**Selected extract**
——————

W3C home > Mailing lists > Public > public-rdf-in-xhtml-tf@w3.org > May 2005

Re: [HTML] Re: additional GRDDL editor

From: Bjoern Hoehrmann <derhoermi@gmx.net>
Date: Fri, 20 May 2005 01:26:57 +0200
To: "Mark Birbeck" <mark.birbeck@x-port.net>
Cc: <public-rdf-in-xhtml-tf@w3.org>, <public-swbp-wg@w3.org>, "'HTML WG'" <w3c-html-wg@w3.org>
Message-ID: <42941079.33935265@smtp.bjoern.hoehrmann.de>

* Mark Birbeck wrote:
>However, everyone knows that pretty much no other community outside of the
>RDF one has taken up RDF/XML. HTML authors certainly haven't, so the real
>problem to solve is how the RDF-world can get access to the metadata that
>the HTML authors provide, when the HTML authors are never going to provide
>it in a form that can be processed by the RDF-world (i.e., RDF/XML).

Indeed, the HTML authoring community did not adopt RDF/XML syntax for
their web sites. The reasons for that are quite obvious, XHTML does not
enjoy widespread adoption so authors can only use things that are HTML-
compatible and RDF/XML syntax clearly isn't except if you put the meta
data into comments which is technically unsound. There is also no W3C
specification that explains how to do that anyway. So first and fore-
most the community does not adopt RDF/XML syntax because it can't.

Your conclusion that HTML authoring community won't ever adopt RDF/XML
is interesting though, I assume there are technical reasons why it would
be unreasonable to expect them to use RDF/XML syntax in XHTML 2.0, maybe
you can elaborate on these issues and how RDF/A solves these problems?

——————

**What you will do**
Copy word for word the passage of the mailing-list reply on RDF/XML adoption that starts at "Re: [HTML] Re: additional" and ends at "RDF-world (i.e., RDF/XML).".

**Supplied material**

——————

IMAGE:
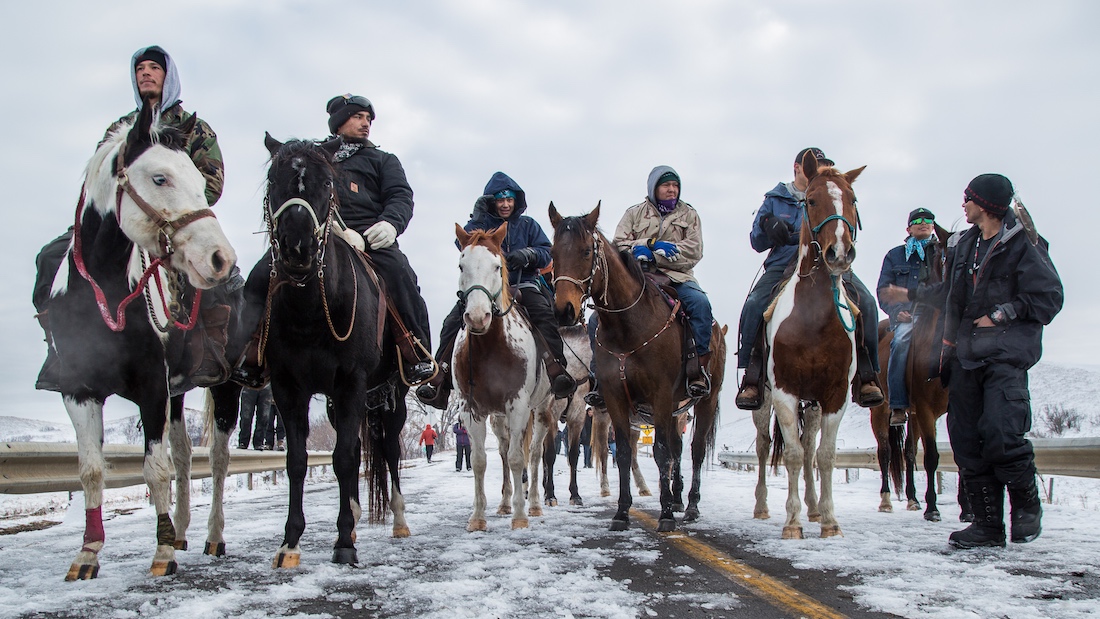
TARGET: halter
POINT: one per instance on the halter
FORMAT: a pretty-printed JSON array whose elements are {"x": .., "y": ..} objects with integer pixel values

——————

**Problem solution**
Re: [HTML] Re: additional GRDDL editor

From: Bjoern Hoehrmann <derhoermi@gmx.net>
Date: Fri, 20 May 2005 01:26:57 +0200
To: "Mark Birbeck" <mark.birbeck@x-port.net>
Cc: <public-rdf-in-xhtml-tf@w3.org>, <public-swbp-wg@w3.org>, "'HTML WG'" <w3c-html-wg@w3.org>
Message-ID: <42941079.33935265@smtp.bjoern.hoehrmann.de>

* Mark Birbeck wrote:
>However, everyone knows that pretty much no other community outside of the
>RDF one has taken up RDF/XML. HTML authors certainly haven't, so the real
>problem to solve is how the RDF-world can get access to the metadata that
>the HTML authors provide, when the HTML authors are never going to provide
>it in a form that can be processed by the RDF-world (i.e., RDF/XML).